[Position annotation records]
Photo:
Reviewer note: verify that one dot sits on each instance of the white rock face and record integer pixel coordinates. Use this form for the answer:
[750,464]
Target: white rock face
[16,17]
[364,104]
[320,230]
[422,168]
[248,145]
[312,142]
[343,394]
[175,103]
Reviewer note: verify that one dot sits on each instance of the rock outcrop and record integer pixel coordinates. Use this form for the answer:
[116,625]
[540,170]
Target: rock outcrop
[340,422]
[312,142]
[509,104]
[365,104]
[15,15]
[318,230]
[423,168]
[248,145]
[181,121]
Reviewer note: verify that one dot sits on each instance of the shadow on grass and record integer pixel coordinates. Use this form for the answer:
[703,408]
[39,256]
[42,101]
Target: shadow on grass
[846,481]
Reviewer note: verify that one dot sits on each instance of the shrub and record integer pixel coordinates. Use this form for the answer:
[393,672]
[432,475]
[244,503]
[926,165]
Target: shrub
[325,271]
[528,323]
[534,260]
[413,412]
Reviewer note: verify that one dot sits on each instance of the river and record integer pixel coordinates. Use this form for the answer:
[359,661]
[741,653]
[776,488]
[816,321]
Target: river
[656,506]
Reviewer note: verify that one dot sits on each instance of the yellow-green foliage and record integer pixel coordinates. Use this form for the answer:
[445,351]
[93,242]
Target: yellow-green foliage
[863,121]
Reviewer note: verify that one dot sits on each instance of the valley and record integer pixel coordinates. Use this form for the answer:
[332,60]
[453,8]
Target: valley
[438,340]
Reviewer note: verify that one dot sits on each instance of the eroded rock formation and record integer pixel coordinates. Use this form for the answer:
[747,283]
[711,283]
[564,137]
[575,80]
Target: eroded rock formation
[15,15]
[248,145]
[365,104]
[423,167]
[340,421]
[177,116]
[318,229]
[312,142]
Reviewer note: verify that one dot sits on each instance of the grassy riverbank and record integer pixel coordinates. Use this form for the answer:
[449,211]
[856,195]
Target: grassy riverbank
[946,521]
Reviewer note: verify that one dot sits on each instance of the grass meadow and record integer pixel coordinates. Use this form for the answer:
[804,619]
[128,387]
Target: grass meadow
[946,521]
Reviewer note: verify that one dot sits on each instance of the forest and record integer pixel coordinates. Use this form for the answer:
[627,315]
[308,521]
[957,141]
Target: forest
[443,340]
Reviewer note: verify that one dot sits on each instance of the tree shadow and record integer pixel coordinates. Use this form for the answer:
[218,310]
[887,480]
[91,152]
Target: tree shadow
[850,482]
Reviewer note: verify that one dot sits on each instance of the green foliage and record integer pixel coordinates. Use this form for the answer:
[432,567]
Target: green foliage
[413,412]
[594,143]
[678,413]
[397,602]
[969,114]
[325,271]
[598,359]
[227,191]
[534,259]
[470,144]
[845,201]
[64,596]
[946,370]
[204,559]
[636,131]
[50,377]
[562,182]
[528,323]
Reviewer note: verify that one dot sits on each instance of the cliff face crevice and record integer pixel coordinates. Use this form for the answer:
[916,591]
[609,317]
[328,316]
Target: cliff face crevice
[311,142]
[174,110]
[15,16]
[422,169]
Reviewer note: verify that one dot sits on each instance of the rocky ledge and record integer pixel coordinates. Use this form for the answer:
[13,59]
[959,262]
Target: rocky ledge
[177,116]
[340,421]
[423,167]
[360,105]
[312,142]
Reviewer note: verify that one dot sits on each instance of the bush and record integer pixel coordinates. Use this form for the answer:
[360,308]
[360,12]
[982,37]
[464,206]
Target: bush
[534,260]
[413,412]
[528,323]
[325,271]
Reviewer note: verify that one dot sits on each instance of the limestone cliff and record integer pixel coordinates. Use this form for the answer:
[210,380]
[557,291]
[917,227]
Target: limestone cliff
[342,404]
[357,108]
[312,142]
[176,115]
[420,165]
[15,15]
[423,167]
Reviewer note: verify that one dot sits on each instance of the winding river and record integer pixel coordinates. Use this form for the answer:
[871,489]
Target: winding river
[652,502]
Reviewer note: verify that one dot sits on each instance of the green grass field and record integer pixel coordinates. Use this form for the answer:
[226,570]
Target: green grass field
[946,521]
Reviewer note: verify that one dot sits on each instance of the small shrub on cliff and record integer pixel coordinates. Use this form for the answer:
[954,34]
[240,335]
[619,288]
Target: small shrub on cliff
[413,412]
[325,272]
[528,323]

The exercise:
Rewrite the records above as a Markdown table with the columns "Row" and "Line," starting with the line containing "of the small" and continuing through the last line of the records. Number the rows in order and leave out any blank lines.

Finished task:
| Row | Line |
|---|---|
| 1 | Reviewer note: verify that one dot sits on each instance of the small shrub on cliff and record integer pixel coordinates. Use this form for the answer: |
| 2 | [954,34] |
| 3 | [240,335] |
| 4 | [619,288] |
| 5 | Target: small shrub on cliff |
| 6 | [413,412] |
| 7 | [325,272] |
| 8 | [528,323] |